--- PAGE ---
•••••

Le croquis littéraire, c’est une rubrique qui évoque des moments saisis dans la rue ou ailleurs, avec des gens que je ne connais pas, des interactions sociales qui me font sourire et auxquelles je ne participe pas forcément. Ces instants me touchent et donnent de la saveur à ma vie, je les décris en quelques mots, pour en chercher la substance, de la manière la plus neutre possible, tout en prose.
La salle de billard
Après m’être fait un nouvel ami chemin faisant, lors de mon week-end à Meysse, j’ai passé une belle journée. Le soir venu, avec mes amies, nous avons décidé de sortir et de faire découvrir le bowling à l’une d’entre elles. C’est ainsi que nous avons atterri dans la zone industrielle de Montélimar au BowlingStar. À l’accueil, un homme nous demande si nous avons réservé, puis nous dit que c’est complet. Il nous propose d’attendre mais on se retrouve le bec dans l’eau, nous ne sommes que trois et il préfère faire passer les groupes de huit. Une partie de jeu d’arcades plus tard, nous décidons de quitter les lieux.
Dehors, ça commence à râler dans la voiture, va-t-on rentrer bredouille ? J’insiste pour chercher une salle de billard grâce à mon téléphone qui décide d’abord de faire des siennes, je l’éteint et le rallume, et trouve une salle : l’Aquarium. Cela m’inspire quelques pensées… mais j’ai connu des endroits aux noms plus évocateurs. Je note l’adresse et la recherche sur le service de localisation de mon non-iphone, et c’est là que ça devient compliqué. Pas possible d’avoir un itinéraire ou quoi que ce soit d’autre. Nous errons alors dans Montélimar, moi à l’arrière, demandant à une amie de demander aux passants, ce qu’elle ne fait pas, trop gênée. Après des pourparlers, j’arrive à changer de place et je trouve quelqu’un qui m’indique l’endroit ! C’est alors que commence une virée dans l’underground montilien.

•••••

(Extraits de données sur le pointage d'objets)
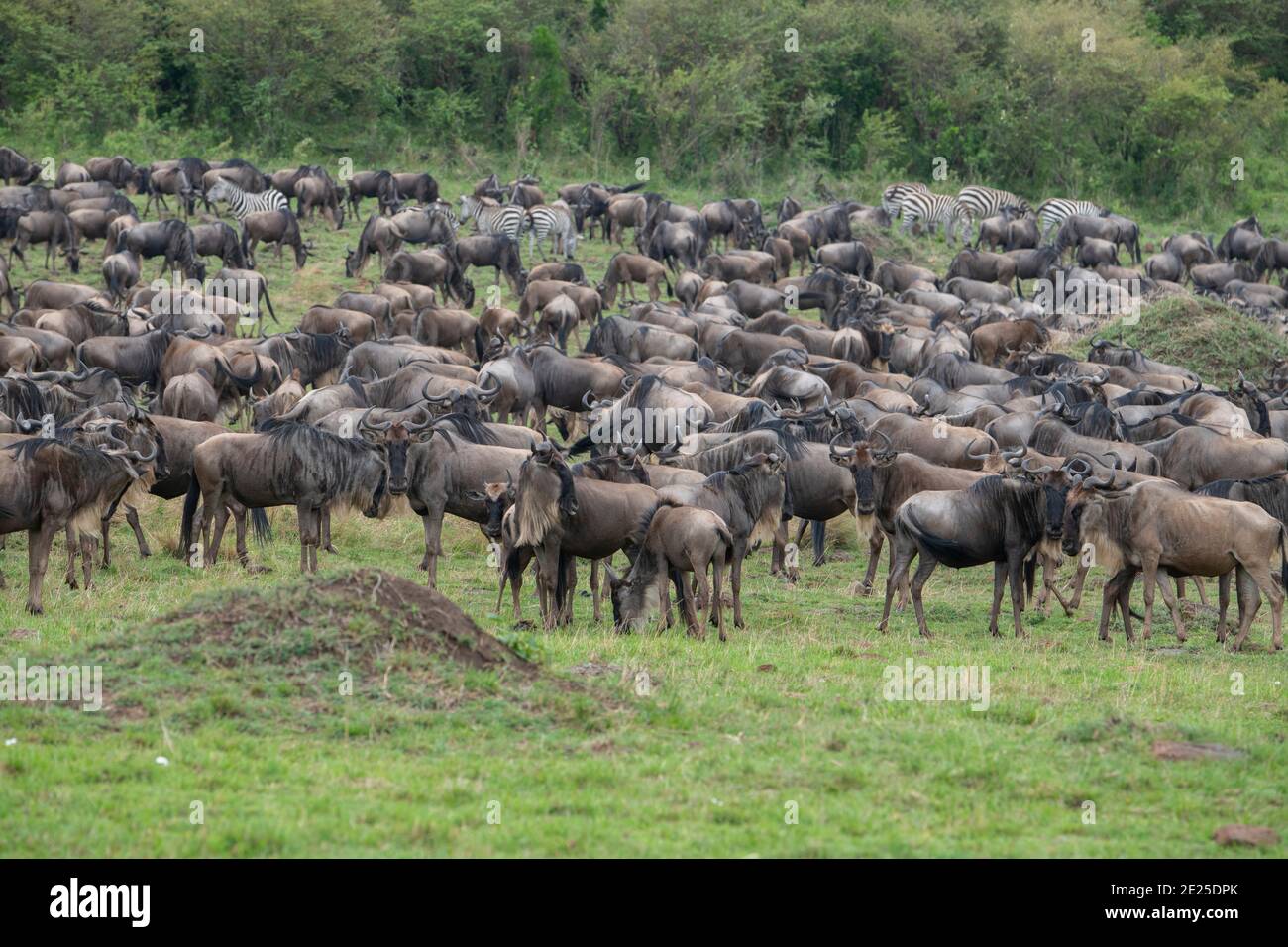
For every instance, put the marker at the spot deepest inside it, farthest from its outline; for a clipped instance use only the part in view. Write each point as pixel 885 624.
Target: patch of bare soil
pixel 1173 750
pixel 1245 835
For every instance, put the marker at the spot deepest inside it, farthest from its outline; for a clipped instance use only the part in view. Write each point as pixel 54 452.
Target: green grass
pixel 240 692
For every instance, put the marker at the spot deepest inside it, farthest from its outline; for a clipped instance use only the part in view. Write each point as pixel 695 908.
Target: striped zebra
pixel 934 210
pixel 243 202
pixel 892 197
pixel 555 222
pixel 1054 210
pixel 490 217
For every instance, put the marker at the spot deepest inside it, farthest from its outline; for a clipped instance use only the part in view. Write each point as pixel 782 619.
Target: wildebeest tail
pixel 189 512
pixel 262 527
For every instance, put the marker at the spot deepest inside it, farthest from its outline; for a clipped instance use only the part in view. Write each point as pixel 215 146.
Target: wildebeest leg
pixel 220 525
pixel 326 531
pixel 1173 604
pixel 1202 586
pixel 433 522
pixel 1223 594
pixel 999 585
pixel 1016 569
pixel 1249 600
pixel 687 609
pixel 875 543
pixel 86 544
pixel 717 582
pixel 69 575
pixel 593 589
pixel 1080 578
pixel 568 564
pixel 1149 567
pixel 923 569
pixel 703 596
pixel 1125 603
pixel 38 561
pixel 132 517
pixel 739 552
pixel 240 535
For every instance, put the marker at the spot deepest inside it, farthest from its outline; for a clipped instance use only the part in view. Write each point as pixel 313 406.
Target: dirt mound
pixel 360 616
pixel 353 650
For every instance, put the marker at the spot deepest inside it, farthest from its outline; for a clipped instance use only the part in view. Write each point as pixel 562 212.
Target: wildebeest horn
pixel 372 425
pixel 434 398
pixel 974 457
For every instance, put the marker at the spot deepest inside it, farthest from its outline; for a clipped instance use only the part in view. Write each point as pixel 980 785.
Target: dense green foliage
pixel 1146 103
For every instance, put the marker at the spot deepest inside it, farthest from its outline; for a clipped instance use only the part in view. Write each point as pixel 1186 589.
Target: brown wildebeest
pixel 984 265
pixel 55 231
pixel 292 466
pixel 677 540
pixel 279 227
pixel 563 518
pixel 121 270
pixel 626 269
pixel 380 236
pixel 997 519
pixel 191 397
pixel 52 486
pixel 316 193
pixel 992 343
pixel 325 318
pixel 1155 525
pixel 625 210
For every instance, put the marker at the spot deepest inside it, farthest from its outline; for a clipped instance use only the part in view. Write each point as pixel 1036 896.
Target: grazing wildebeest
pixel 562 518
pixel 677 540
pixel 378 235
pixel 171 240
pixel 52 486
pixel 55 231
pixel 279 227
pixel 14 166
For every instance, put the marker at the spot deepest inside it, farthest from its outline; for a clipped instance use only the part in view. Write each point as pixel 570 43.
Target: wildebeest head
pixel 861 459
pixel 496 499
pixel 545 493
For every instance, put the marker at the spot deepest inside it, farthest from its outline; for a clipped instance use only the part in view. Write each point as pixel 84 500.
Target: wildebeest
pixel 996 519
pixel 291 466
pixel 677 540
pixel 1154 526
pixel 171 240
pixel 52 486
pixel 55 231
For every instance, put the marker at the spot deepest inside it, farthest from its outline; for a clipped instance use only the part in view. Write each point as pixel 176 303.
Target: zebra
pixel 1054 210
pixel 493 218
pixel 982 202
pixel 552 221
pixel 893 196
pixel 243 202
pixel 934 210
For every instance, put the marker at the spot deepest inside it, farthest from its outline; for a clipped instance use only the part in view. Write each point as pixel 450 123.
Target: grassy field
pixel 778 742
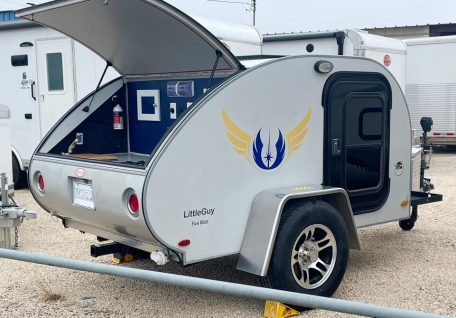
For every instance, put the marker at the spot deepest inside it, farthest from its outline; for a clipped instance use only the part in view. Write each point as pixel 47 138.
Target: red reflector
pixel 133 203
pixel 184 243
pixel 41 182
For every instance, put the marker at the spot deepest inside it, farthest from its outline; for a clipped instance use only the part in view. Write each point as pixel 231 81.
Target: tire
pixel 407 225
pixel 311 250
pixel 19 176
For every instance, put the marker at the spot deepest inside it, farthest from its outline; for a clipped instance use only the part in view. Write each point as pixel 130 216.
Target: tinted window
pixel 54 71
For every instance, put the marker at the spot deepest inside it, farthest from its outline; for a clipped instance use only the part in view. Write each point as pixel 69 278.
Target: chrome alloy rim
pixel 314 255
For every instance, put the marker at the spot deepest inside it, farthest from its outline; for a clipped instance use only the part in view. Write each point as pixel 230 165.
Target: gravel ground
pixel 413 270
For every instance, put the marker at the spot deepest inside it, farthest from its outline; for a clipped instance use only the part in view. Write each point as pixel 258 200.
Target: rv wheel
pixel 311 250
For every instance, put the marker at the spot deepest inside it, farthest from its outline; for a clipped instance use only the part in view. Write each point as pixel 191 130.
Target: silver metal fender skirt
pixel 264 220
pixel 109 187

•••••

--- EXERCICE ÉCRIT ---
Écrivez la suite du récit de la soirée à Montélimar, en reprenant après la dernière phrase de la page.

--- RÉPONSE ---
Le bar n’était donc qu’à trois-cents mètres de nous. On se gare dans une impasse, l’enseigne lumineuse apparaît sous nos yeux ébahis, devant une vitrine éteinte… Serait-ce fermé ? Non, il s’agit d’une salle de sport. Le bar se trouve dans une plus petite impasse en contrebas, le genre un peu glauque et mal éclairée. Nous arrivons devant une petite porte en bois et c’est là que j’inspire une odeur de fioul, comme chez ma grand-mère lorsque j’étais petit. Nous entrons, passons dans un long couloir et voyons des gens en train de jouer. J’espère qu’il y aura des tables libres (à croire que je ne m’étais pas encore rendu compte du cadre), et c’est le cas. La propriétaire, une femme de petite taille, la quarantaine, les cheveux noirs, en bataille, et avec de bonnes joues. Elle semble enceinte, je ne le lui demande pas, il m’est déjà arrivé de faire des gaffes avec ce genre de questions. Elle nous propose une table et nous donne un jeu de boules. C’est parfait, même si l’une de mes amies émet une réserve sur l’isolement du lieu.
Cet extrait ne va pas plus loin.